P. JAIME EMILIO GONZÁLEZ MAGAÑA // La alegría de Dios

Hoy celebramos un día de fiesta especial porque contemplamos la alegría del Señor Jesús en su entrada gloriosa a Jerusalén. Estaba feliz y no era para menos porque sabía que era la antesala de su pasión, muerte y resurrección y, con ello, el cumplimiento pleno de la obediencia a su Padre, el Señor, Dios Eterno. ¡El triunfo de su misión! El Cardenal Montini, ahora San Pablo VI afirmaba: «Somos gente que teme mirar al sol, porque su luz nos deslumbra; gente que no quiere extender los ojos sobre la superficie ilimitada del océano, porque somos miopes; que no quiere contemplar el cielo, porque es demasiado vasto y demasiado misterioso». Y añadía: «En las almas modernas hay una sed de auténtica vida religiosa, que quizá no sabemos satisfacer porque no la hemos satisfecho en nosotros mismos». La condición para entrar en el misterio de esta Semana Santa es que esa sed sea satisfecha.

         A propósito de esta «satisfacción», Santa Catalina de Siena, verdadera experta en la experiencia de Dios, escuchó del Señor Jesús estas palabras: «¿En qué sentido el hombre se ha convertido en mi amigo? Al principio era imperfecto, porque vivía en un temor servil; pero con la práctica y la perseverancia llegó a amar el placer y su propio provecho, encontrando ambos en mí. Este es el camino; y sólo por él pasa quien desea alcanzar el amor perfecto, que es el amor de amigo e hijo». “Amigo» e «hijo» son dos categorías fundamentales del Cuarto Evangelio. No en vano, San Ignacio de Loyola también afirma que «no el mucho saber harta y satisface el alma, sino el sentir y gustar las cosas internamente». “Gustar a Dios” es, pues, un elemento decisivo de la evangelización y la eficacia de la misión, según los testimonios que acabamos de recordar y concluye en asumir que el “gusto” auténtico significa contagiar la vida divina que no es otra que la alegría de Dios (otra categoría fundamental del Evangelio de San Juan).

TAREA ASIGNADA 1:
Según el texto sobre la alegría de Dios, ¿qué dos categorías se señalan como fundamentales del Cuarto Evangelio?

Entradas de datos guardadas
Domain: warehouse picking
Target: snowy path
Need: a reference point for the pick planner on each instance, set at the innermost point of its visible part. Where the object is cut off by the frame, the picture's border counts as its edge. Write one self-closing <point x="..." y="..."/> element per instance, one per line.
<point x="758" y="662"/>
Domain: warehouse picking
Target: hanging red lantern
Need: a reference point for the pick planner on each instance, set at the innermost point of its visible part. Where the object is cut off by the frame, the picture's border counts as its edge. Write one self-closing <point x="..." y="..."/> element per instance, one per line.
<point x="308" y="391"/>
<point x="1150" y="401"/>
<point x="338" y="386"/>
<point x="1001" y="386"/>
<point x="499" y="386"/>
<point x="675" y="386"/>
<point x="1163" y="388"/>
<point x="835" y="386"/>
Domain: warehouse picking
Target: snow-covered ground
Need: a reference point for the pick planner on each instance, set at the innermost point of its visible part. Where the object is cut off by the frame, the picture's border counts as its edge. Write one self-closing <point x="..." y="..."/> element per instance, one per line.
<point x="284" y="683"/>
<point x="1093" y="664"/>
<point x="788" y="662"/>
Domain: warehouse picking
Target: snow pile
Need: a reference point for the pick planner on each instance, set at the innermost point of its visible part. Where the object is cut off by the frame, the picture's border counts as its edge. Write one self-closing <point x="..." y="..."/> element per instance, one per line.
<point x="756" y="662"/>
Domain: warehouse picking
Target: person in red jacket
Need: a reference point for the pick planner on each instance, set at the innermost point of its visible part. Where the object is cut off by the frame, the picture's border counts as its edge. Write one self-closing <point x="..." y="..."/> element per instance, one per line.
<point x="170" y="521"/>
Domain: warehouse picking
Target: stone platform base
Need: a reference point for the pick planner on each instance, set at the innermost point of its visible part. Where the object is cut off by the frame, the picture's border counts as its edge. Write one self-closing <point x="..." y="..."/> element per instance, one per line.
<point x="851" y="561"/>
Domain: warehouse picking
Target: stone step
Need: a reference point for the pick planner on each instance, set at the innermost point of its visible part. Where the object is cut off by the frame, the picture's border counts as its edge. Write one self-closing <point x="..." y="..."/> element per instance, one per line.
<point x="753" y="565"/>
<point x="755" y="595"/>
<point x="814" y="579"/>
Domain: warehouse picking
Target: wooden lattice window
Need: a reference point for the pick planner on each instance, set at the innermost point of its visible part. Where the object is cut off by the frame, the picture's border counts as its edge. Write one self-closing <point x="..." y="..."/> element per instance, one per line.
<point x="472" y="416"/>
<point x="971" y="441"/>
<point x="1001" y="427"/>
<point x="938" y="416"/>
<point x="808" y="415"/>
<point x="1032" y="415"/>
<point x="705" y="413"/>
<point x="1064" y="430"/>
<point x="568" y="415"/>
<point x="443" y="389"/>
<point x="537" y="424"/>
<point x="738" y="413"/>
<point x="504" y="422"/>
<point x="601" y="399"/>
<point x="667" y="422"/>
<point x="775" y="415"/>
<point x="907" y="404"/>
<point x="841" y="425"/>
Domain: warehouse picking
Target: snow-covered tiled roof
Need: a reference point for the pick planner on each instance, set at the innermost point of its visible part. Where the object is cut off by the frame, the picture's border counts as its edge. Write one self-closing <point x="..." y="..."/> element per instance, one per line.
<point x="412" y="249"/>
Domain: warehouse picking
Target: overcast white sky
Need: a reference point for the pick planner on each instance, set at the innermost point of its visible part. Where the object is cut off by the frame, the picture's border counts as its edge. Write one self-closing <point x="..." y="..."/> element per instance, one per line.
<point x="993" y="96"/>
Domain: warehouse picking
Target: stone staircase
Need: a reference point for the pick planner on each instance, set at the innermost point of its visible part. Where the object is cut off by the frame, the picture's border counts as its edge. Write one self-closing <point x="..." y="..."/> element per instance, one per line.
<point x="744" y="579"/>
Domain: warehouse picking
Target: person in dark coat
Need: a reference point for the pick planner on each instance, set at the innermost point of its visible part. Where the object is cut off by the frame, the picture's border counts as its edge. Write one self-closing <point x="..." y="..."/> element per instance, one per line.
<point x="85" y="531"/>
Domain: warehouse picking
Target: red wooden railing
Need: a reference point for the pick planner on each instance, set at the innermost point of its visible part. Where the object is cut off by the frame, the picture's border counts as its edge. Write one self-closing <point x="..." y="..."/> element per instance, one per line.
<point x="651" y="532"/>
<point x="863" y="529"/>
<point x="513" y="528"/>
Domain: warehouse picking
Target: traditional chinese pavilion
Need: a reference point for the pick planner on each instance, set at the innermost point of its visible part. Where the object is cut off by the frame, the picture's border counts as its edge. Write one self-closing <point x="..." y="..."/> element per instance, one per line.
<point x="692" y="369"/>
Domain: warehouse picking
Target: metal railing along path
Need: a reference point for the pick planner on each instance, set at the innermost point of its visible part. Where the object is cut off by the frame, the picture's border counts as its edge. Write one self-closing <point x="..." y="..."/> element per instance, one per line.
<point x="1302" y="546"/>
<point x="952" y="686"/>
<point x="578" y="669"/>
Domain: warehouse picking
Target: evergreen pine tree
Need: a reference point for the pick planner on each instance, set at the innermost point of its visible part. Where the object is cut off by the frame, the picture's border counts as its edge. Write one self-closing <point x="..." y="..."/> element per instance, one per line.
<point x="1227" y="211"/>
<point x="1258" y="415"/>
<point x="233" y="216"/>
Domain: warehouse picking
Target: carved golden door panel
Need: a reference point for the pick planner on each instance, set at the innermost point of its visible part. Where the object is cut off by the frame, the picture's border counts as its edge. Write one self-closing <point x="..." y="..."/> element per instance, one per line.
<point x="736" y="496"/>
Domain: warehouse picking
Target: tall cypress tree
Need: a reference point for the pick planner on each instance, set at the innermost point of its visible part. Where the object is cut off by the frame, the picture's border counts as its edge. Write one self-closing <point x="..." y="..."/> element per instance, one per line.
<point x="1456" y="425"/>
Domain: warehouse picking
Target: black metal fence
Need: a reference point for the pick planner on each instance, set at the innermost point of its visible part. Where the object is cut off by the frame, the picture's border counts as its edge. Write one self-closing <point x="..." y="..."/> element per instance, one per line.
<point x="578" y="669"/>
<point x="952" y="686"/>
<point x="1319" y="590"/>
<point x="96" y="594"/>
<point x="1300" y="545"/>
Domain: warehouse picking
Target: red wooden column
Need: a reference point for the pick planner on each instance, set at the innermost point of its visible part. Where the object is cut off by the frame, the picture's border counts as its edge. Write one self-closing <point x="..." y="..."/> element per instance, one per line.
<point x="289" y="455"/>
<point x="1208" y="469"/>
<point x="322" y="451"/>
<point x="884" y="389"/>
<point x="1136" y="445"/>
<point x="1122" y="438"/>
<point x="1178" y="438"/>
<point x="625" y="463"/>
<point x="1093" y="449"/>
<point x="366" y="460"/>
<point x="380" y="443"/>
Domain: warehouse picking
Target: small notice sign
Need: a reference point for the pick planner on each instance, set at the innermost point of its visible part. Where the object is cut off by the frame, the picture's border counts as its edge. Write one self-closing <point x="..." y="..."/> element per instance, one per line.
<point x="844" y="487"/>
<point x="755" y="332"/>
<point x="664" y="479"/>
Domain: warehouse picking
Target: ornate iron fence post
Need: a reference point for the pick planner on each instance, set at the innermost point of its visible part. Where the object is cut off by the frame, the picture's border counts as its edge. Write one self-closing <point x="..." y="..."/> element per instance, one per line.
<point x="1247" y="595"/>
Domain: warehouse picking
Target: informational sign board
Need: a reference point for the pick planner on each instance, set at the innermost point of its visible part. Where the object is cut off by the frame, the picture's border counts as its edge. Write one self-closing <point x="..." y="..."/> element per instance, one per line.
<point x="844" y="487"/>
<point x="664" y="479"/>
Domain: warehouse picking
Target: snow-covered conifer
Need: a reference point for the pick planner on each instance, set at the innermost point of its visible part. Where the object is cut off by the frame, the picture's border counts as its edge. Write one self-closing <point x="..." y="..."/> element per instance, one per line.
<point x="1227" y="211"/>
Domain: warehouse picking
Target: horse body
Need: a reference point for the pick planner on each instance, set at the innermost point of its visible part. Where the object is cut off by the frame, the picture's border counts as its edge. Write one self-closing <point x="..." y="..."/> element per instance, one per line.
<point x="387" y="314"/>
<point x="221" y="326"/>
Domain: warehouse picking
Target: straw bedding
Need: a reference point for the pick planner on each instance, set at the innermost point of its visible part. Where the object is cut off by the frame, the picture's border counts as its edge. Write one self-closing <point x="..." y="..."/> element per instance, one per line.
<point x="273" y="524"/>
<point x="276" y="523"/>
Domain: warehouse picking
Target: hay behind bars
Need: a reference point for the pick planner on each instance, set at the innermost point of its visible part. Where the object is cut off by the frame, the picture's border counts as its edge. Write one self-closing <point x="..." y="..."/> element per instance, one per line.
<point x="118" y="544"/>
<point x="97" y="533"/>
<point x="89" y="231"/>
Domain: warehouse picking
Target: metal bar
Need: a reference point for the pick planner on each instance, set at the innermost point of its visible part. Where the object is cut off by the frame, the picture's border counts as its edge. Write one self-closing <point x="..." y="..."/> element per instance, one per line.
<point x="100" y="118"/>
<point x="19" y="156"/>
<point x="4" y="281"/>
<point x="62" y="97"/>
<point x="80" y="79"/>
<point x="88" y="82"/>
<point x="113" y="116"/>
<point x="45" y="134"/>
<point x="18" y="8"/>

TAREA ASIGNADA 2:
Identifica en los registros cada línea que contenga la palabra "railing" y cópiala tal cual. Ten en cuenta las mayúsculas y minúsculas.

RESULTADO 1:
«Amigo» e «hijo».

RESULTADO 2:
Target: red wooden railing
Target: metal railing along path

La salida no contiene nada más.